All in all, the changes in AgNP toxicity with aging are possibly due to a fast release of ions in the initial 48 h, followed by interactions of those ions and AgNPs with medium components, causing reduced bioavailability and toxicity of the AgNPs. Kittler et al. (2010) investigated the dissolution and toxicity to human mesenchymal cells of PVP- and citrate stabilized AgNPs during storage (aging) of stock suspensions prepared with water. In agreement with our study, toxicity increased with aging, although the aging period is substantially longer. Three days of aging caused 70% reduction in viability, whereas complete cell death occurred upon 1 and 6 months of aging. The changes in toxicity with aging were ascribed to silver ions released during aging as measured during dissolution experiments. Contrary to our study, at no time there was a decrease in toxicity with aging. This could be due to the use of different aquatic media, as Kittler et al. (2010) aged AgNPs in pure water while we used the algal medium. According to MINTEQ estimations, silver ions in the present study will react with medium components such as chloride, sulfide and phosphate (data not shown) and may cause complexation and/or precipitation of sparingly soluble salt, as also suggested by Kittler et al. (2010) and Liu et al. (2010). Manier et al. (2013) studied the agglomeration or aggregation state along with the algal toxicity of CeO2 in ISO algal growth medium being non-aged or aged for 3 and 30 days under stirring and lighting. Agglomeration/aggregation already occurred after 24 h aging, which is much faster than the 3–4 days of aging required for AgNPs in our study. This is not surprising though, since different NPs are expected to possess different physicochemical properties and aggregation behavior. Opposite to our findings, Manier et al. (2013) reported that aging of CeO2 NPs did not influence the toxicity toward P. subcapitata, indicating that aging processes differs among NP types and the influence of aging in ecotoxicity studies needs to be considered in a case by case manner.

We propose the 2-h algal 14C-assimilation test for screening NP toxicity for several reasons: (1) the 14C-uptake is measured by scintillation counting, which contrary to cell counting and the fluorometric techniques recommended in the ISO standard and OECD guidelines for algal growth inhibition tests, is not biased by the presence of NPs, (2) the 2-h exposure allows very limited time for algal proliferation, thus minimizing the amount of exudates and oxygen produced, which may play a role in NP aggregation (Unrine et al., 2012) and (3) compared to algal growth tests, less nutrients are needed, enabling use of diluted media for toxicity testing as suggested by Roemer et al. (2011).

=== EXCERPTED DATA ===
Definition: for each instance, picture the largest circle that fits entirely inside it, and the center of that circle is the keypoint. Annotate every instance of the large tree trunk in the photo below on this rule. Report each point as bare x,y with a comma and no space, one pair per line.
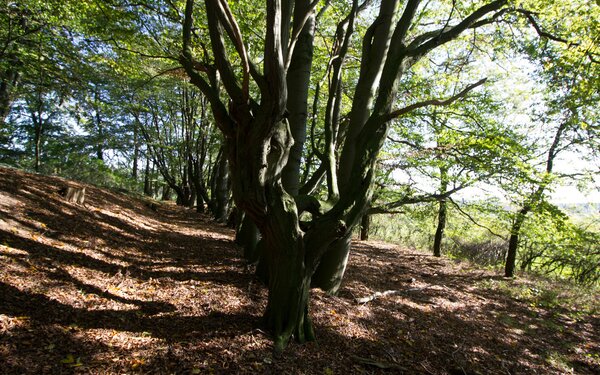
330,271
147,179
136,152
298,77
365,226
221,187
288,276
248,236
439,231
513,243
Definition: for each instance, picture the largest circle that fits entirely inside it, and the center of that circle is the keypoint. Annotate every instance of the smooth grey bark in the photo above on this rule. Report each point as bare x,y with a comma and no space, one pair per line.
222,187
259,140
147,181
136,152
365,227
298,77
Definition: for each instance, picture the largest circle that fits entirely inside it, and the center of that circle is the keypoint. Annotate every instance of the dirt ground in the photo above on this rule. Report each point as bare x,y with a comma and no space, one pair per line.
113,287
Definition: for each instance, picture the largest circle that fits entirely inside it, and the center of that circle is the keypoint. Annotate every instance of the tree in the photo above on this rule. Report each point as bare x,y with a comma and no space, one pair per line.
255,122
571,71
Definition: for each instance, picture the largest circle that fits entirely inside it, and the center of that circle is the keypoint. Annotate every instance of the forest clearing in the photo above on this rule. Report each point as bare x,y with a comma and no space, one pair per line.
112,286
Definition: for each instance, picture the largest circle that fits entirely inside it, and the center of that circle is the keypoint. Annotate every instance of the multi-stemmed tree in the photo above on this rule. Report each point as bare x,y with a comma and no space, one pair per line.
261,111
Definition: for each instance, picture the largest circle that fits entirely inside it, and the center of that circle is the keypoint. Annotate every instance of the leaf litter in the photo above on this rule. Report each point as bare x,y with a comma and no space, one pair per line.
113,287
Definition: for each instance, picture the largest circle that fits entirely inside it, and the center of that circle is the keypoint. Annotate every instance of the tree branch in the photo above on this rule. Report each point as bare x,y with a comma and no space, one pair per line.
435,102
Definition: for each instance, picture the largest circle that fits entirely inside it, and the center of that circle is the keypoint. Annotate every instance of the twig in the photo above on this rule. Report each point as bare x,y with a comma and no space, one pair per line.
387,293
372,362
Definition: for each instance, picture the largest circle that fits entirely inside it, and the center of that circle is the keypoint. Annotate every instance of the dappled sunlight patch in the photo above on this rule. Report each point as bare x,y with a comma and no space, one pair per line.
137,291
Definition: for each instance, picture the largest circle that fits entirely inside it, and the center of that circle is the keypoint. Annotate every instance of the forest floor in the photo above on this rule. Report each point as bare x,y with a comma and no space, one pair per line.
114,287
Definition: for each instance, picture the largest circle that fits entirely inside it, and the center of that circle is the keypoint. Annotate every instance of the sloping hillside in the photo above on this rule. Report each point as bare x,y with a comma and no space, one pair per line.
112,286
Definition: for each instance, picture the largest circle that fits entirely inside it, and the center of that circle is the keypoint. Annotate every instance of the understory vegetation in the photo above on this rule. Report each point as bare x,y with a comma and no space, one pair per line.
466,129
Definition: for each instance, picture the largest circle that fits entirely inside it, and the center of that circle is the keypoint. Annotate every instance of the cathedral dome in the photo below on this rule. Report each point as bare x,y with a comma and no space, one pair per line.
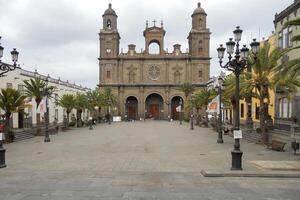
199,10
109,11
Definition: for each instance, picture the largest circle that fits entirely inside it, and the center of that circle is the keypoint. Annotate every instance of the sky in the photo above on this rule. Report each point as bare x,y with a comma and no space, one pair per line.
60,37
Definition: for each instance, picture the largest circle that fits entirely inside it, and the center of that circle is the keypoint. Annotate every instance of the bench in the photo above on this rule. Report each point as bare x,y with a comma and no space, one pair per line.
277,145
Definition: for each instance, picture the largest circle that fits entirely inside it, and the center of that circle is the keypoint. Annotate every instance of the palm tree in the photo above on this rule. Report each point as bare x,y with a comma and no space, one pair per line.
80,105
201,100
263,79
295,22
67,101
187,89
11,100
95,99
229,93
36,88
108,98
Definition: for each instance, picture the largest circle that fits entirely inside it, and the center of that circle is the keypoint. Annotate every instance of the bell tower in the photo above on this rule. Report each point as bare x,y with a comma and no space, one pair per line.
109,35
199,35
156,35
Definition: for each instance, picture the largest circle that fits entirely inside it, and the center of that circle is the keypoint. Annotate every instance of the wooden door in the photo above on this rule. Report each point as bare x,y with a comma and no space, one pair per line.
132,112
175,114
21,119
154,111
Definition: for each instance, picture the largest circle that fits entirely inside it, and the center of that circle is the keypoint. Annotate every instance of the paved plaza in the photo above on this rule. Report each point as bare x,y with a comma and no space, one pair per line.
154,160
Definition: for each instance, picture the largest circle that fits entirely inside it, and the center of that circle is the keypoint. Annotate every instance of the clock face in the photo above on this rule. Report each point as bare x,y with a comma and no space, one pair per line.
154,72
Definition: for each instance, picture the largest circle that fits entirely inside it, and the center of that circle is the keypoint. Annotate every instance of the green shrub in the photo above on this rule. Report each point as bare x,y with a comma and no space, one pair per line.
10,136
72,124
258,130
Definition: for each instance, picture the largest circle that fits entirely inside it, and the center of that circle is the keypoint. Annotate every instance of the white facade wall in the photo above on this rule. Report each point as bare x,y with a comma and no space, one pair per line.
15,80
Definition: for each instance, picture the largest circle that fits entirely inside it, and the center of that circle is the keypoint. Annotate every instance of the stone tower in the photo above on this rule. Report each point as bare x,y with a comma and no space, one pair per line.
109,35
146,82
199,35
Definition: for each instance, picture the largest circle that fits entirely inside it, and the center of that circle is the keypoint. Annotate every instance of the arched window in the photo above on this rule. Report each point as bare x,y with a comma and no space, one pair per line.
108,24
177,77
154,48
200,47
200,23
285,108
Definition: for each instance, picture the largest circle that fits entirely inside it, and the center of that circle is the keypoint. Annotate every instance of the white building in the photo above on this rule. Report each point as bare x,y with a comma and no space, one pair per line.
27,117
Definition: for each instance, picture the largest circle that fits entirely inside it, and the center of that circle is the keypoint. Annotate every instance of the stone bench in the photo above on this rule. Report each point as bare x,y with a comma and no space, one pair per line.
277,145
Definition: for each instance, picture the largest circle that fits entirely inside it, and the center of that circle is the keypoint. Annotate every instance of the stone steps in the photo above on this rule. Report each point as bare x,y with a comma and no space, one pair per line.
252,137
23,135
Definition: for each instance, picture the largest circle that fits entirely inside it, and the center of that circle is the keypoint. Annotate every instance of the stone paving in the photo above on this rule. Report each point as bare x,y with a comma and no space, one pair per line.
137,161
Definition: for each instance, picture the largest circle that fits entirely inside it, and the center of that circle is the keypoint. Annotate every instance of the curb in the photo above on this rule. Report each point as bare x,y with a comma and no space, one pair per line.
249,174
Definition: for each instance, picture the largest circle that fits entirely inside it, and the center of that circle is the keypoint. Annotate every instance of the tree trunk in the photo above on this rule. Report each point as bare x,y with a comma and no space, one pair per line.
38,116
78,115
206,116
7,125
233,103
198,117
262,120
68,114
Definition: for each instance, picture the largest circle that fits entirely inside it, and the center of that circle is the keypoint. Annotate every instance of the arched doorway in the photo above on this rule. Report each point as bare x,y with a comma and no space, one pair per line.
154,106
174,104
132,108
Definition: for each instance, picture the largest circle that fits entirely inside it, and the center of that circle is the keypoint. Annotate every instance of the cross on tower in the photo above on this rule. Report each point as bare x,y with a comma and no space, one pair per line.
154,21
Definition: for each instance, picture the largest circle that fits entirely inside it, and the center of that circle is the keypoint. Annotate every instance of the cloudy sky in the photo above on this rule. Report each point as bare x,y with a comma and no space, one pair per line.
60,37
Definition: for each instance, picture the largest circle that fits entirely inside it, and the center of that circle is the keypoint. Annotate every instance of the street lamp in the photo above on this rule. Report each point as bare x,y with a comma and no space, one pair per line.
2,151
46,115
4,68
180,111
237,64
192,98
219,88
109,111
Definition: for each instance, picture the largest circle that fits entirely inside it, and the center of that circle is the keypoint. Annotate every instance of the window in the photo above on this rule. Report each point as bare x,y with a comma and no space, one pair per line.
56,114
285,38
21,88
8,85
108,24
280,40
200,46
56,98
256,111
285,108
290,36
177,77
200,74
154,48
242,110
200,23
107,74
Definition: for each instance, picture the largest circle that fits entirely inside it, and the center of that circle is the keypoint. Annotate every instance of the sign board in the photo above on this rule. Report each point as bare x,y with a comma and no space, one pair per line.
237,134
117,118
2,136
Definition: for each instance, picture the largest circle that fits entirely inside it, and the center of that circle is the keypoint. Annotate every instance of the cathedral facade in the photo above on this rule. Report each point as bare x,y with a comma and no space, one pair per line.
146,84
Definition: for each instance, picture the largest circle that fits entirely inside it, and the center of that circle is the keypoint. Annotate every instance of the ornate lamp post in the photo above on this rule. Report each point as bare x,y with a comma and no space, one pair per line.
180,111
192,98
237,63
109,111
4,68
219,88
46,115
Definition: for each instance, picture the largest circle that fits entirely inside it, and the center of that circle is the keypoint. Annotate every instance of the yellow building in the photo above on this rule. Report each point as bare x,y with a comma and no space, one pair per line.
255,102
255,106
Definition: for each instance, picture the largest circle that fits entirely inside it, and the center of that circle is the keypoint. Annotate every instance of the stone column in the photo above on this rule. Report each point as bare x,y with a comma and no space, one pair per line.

=== TASKS AND EXERCISES ===
1. List each distinct study that the passage on silver nanoparticle aging and algal toxicity cites by author and year. Give each one once.
2. Continue the passage on silver nanoparticle aging and algal toxicity, starting after its last sentence.

=== EXPECTED RESPONSES ===
1.
Kittler et al. (2010)
Liu et al. (2010)
Manier et al. (2013)
Unrine et al. (2012)
Roemer et al. (2011)

2.
Currently, aquatic toxicity testing of NPs appears to be going in the opposite direction toward more complex exposure scenarios, chronic exposures and investigations of long-term effects, for the purpose of providing information crucial for the hazard and risk assessment of NPs. Although shortening the exposure duration in itself does not increase the environmental relevance of the guideline testing, the possible increased control gained serves an important purpose in the attempt to identify and rank the toxicity of NPs.

Conclusions

Our results highlight the importance of understanding the exposure concentration dynamics in ecotoxicity testing of AgNPs. The proposed 2-h algal 14C-assimilation test was found applicable for testing the toxicity of dissolved silver and AgNPs and it constitutes a fast and easy screening tool for NP toxicity testing. Although the shortened exposure did not provide improved control of the exposure to freshly prepared AgNP suspensions, the introduction of an aging step in algal medium prior to testing, yielded clear concentration–response relationships and a higher degree of reproducibility. The length of the aging period influenced the algal response of the 2-h test, as toxicity increased with aging up till 48 h, whereas toxicity declined with further aging until 7 days. Overall, these findings stress the importance of considering the influence of time-dependent transformation processes that NPs undergo upon suspension into aquatic media, when nanomaterial dispersion protocols for ecotoxicity testing are developed and applied.